▶ **TEXT PROVIDED**
§ §

The parent company of Rebel, Macpac, BCF and Supercheap Auto used its 2026 investor day to lay out a five-year strategy built around store network expansion, as well as an internal transformation program called Ignite and other key drivers.

At least one broker, Macquarie, has come back with a mixed verdict, modelling a shortfall against the retailer's own store targets and questioning whether footprint expansion is the best use of capital given online sales are growing faster than in-store.

The group’s network currently sits at roughly 790 stores across Australia and New Zealand as of May 2026, with brand-level targets implying growth toward the 900-store mark by FY31.

This includes around 44 new stores for Rebel, particularly focused in regional spaces, as well as around 12 new stores for Macpac. BCF, which also sells a range of clothing and footwear, is projecting between 20 to 30 new stores, with the group’s leading subsidiary Supercheap Auto targeting around 53 new stores.

§ §

▶ **MATERIAL**
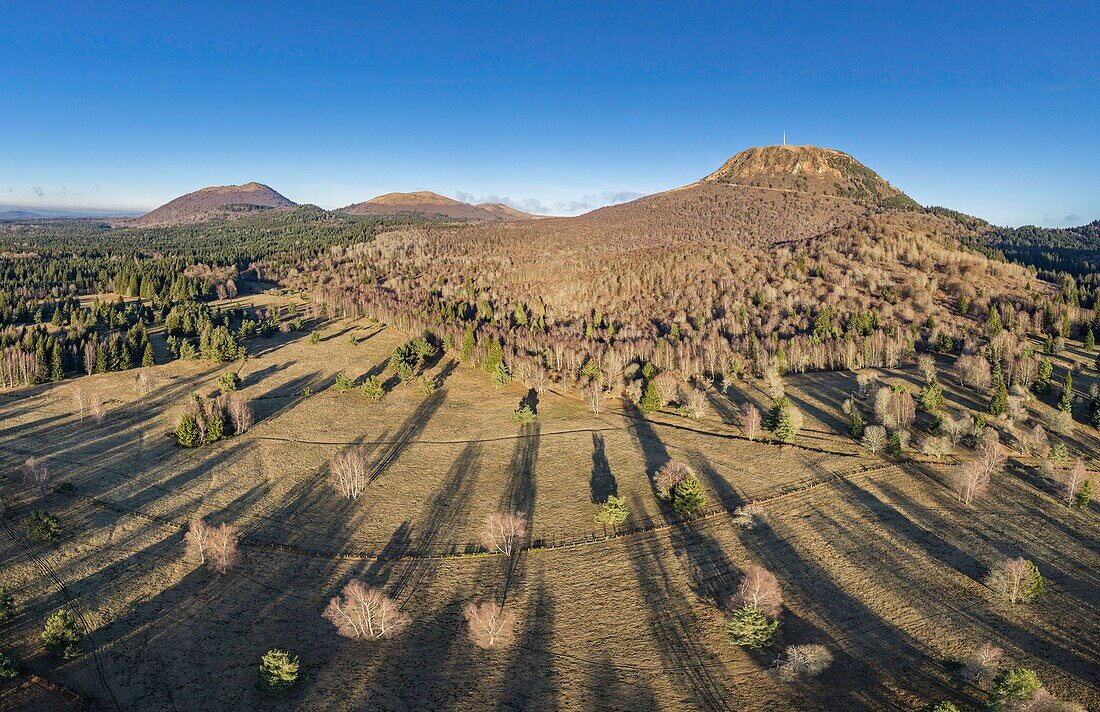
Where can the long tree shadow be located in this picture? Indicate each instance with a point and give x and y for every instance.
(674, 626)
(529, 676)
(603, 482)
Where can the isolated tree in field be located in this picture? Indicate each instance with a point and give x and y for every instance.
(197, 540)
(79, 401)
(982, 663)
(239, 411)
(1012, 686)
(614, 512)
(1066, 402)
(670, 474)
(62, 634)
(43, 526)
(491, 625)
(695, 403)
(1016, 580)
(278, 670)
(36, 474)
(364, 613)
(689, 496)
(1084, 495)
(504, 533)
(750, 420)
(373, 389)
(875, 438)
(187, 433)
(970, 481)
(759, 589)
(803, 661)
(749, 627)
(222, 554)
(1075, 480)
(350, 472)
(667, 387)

§ §

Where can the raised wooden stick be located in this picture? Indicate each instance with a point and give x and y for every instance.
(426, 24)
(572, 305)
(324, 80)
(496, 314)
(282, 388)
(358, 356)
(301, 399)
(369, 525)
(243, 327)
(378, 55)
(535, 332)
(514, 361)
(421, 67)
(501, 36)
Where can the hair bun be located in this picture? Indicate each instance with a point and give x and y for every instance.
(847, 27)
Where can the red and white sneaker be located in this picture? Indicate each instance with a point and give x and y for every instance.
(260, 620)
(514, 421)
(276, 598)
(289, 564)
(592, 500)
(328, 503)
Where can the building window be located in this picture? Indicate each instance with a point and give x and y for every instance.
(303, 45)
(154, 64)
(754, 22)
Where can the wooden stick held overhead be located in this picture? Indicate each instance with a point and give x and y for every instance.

§ §

▶ **SET PROBLEM**
From the text about the retail group's five-year store expansion plan, extract the passage starting with "At least one" and going on through "faster than in-store.", word for word.

▶ **RESULT FOR THIS TASK**
At least one broker, Macquarie, has come back with a mixed verdict, modelling a shortfall against the retailer's own store targets and questioning whether footprint expansion is the best use of capital given online sales are growing faster than in-store.